Finally dispelling Israel’s self-regard as “a permanent and unassailable victim”

Quite what happens next remains to be seen, of course, but as I noted above, nothing suggests to me that either Israel or its doting western supporters can endlessly defer the implications of the ICJ’s provisional measures, especially as this ruling so clearly indicates that the Court’s forthcoming full judgment will confirm Israel’s place in a small but morally repugnant group of countries who have been found to have undertaken genocide since the Convention entered into force in 1951, finally defeating the Israeli Zionists’ absurd and horrendously blood-soaked claim that, because of the Holocaust, the genocide by Nazis of six million Jews, nothing they do can ever be criticized, because they — and they alone — are a permanent and unassailable victim. 

Finally, today, after at least 25,700 Palestinians have been killed over the last 112 days (or, more probably, 33,600 Palestinians, including 13,022 children), and the Gaza Strip has been subjected to relentless and unprecedented destruction, that lie has finally been put to rest by the International Court of Justice. As the Palestinian-Canadian neuroscientist Afif Aqrabawi stated on X, “please take a moment to celebrate the *first* acknowledgment of our oppression in a court of international law in 75 years. Celebrate Israel’s humiliation and indictment. The first domino has fallen.”

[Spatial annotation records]
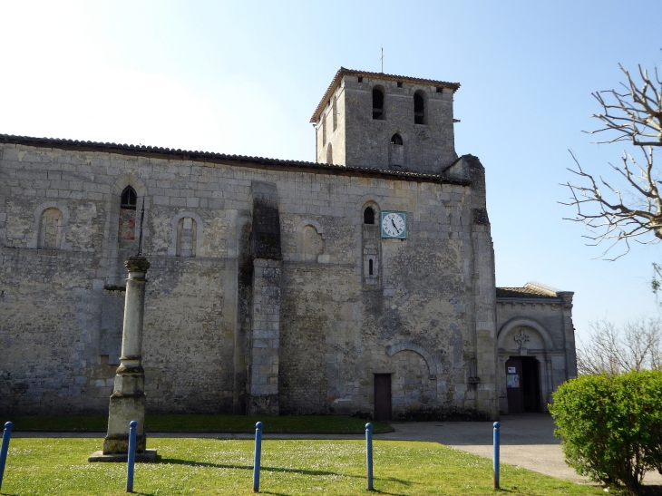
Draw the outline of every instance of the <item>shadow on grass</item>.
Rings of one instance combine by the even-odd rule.
[[[190,460],[180,460],[179,458],[161,458],[157,457],[157,463],[172,463],[173,465],[189,465],[191,467],[209,467],[212,469],[238,469],[253,471],[253,465],[233,465],[225,463],[212,463],[209,462],[192,462]],[[337,472],[326,472],[326,471],[310,471],[302,469],[285,469],[282,467],[261,467],[261,472],[282,472],[287,473],[301,473],[303,475],[338,475],[340,477],[350,477],[355,479],[361,479],[360,475],[347,475],[346,473],[340,473]]]

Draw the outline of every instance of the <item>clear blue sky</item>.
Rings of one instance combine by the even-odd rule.
[[[0,132],[307,160],[336,71],[378,72],[384,46],[385,73],[462,83],[456,149],[487,171],[499,286],[575,291],[579,335],[657,315],[660,247],[594,259],[557,201],[568,149],[592,171],[619,160],[581,132],[599,126],[590,93],[618,63],[660,66],[659,1],[0,0]]]

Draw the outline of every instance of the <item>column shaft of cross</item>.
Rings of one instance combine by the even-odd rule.
[[[108,434],[103,454],[126,453],[129,450],[129,423],[135,420],[136,452],[145,451],[145,373],[141,365],[142,318],[145,307],[145,275],[150,262],[144,257],[130,257],[124,262],[126,279],[124,328],[122,356],[108,409]]]

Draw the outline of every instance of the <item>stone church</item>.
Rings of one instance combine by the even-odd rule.
[[[141,236],[148,413],[545,411],[572,293],[495,287],[459,88],[341,68],[316,162],[0,135],[0,411],[108,411]]]

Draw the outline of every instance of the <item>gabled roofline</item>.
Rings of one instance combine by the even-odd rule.
[[[453,90],[453,92],[455,92],[460,88],[459,83],[448,83],[447,81],[437,81],[434,79],[399,76],[396,74],[385,74],[384,73],[370,73],[369,71],[355,71],[354,69],[346,69],[345,67],[340,67],[340,69],[338,69],[338,72],[336,73],[336,75],[331,81],[331,84],[329,84],[326,92],[324,93],[322,100],[320,100],[319,104],[317,104],[317,108],[315,109],[315,112],[313,112],[313,116],[310,118],[311,122],[316,122],[319,120],[319,116],[321,115],[324,107],[326,105],[326,102],[328,102],[328,99],[331,98],[331,95],[336,91],[336,88],[337,88],[338,84],[340,84],[343,76],[346,75],[364,76],[385,81],[402,81],[405,83],[429,84],[431,86],[448,88],[449,90]]]
[[[19,144],[35,148],[54,148],[58,150],[73,150],[78,151],[99,151],[116,153],[119,155],[131,155],[135,157],[150,157],[162,160],[191,160],[206,163],[222,163],[269,170],[298,170],[303,172],[316,174],[335,174],[349,176],[378,177],[399,180],[413,180],[418,182],[436,182],[443,184],[457,184],[471,186],[466,180],[447,178],[441,174],[425,174],[422,172],[409,172],[406,170],[388,170],[375,167],[356,167],[338,164],[308,162],[301,160],[283,160],[268,159],[265,157],[249,157],[246,155],[228,155],[213,151],[191,151],[180,149],[161,148],[145,145],[129,145],[108,143],[100,141],[79,141],[78,140],[63,140],[59,138],[34,138],[30,136],[14,136],[0,134],[0,144]]]

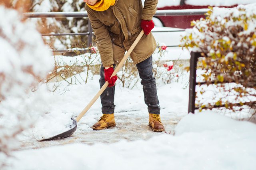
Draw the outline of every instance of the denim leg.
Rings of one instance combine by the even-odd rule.
[[[160,114],[159,101],[157,97],[156,79],[153,75],[152,56],[136,64],[143,87],[145,103],[150,113]]]
[[[114,65],[114,68],[115,65]],[[105,76],[104,75],[104,67],[101,64],[100,72],[100,85],[101,88],[105,84]],[[115,111],[116,105],[114,104],[115,95],[115,86],[111,87],[107,87],[103,93],[100,95],[100,101],[101,101],[101,111],[102,114],[112,114]]]

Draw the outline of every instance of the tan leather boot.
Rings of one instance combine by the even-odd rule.
[[[111,114],[104,114],[103,116],[100,118],[100,120],[94,124],[92,128],[93,130],[99,130],[115,126],[116,122],[114,113]]]
[[[164,130],[164,126],[161,122],[160,115],[149,113],[149,126],[154,132],[160,132]]]

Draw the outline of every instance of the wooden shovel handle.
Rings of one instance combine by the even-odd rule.
[[[115,70],[114,70],[112,75],[111,75],[111,77],[115,75],[119,71],[121,67],[123,66],[124,63],[126,60],[129,55],[130,55],[130,54],[133,50],[133,49],[134,48],[138,43],[139,42],[140,38],[142,37],[142,36],[144,34],[144,32],[143,30],[141,31],[139,35],[138,36],[135,41],[134,42],[134,43],[131,46],[131,47],[130,48],[126,53],[124,55],[124,57],[120,61],[120,63],[118,64],[118,65],[116,67]],[[92,105],[95,102],[95,101],[97,100],[98,98],[100,96],[100,95],[103,93],[103,91],[105,90],[105,89],[107,88],[108,85],[108,81],[106,81],[105,84],[103,85],[103,86],[100,88],[99,91],[96,94],[96,95],[92,99],[91,101],[87,105],[84,109],[82,111],[81,113],[78,115],[77,117],[76,118],[76,122],[78,122],[81,118],[84,116],[84,114],[86,113],[88,111],[88,110],[92,107]]]

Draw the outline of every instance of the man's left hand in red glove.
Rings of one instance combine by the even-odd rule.
[[[112,87],[115,85],[115,83],[117,80],[117,76],[115,75],[111,78],[110,77],[113,72],[114,72],[114,69],[112,67],[106,67],[104,69],[104,75],[105,76],[105,81],[108,82],[108,87]]]
[[[148,21],[145,20],[141,20],[140,22],[140,27],[144,31],[144,33],[146,35],[148,35],[155,26],[153,21]]]

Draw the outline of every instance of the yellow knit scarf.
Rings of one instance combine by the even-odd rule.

-- Work to complete --
1. In the passage on the ICJ ruling, condense the paragraph that begins "Finally, today, after at least 25,700 Palestinians" into a short bulleted list that keeps its main facts.
2. In the entries, starting at the line that contains "Draw the outline of every instance of the yellow" and ending at the last line of the entries, recast those lines as a numbered list and leave out blank lines.

-- Answers given --
1.
- At least 25,700 Palestinians have been killed over 112 days, and more probably 33,600, including 13,022 children.
- The Gaza Strip has suffered relentless and unprecedented destruction.
- The International Court of Justice has now put to rest the claim that Israel is a permanent and unassailable victim.
- Palestinian-Canadian neuroscientist Afif Aqrabawi wrote on X that the ruling is the first acknowledgment in 75 years of Palestinian oppression in a court of international law. He called on people to celebrate Israel's humiliation and indictment and said "the first domino has fallen."

2.
1. Draw the outline of every instance of the yellow knit scarf.
2. Rings of one instance combine by the even-odd rule.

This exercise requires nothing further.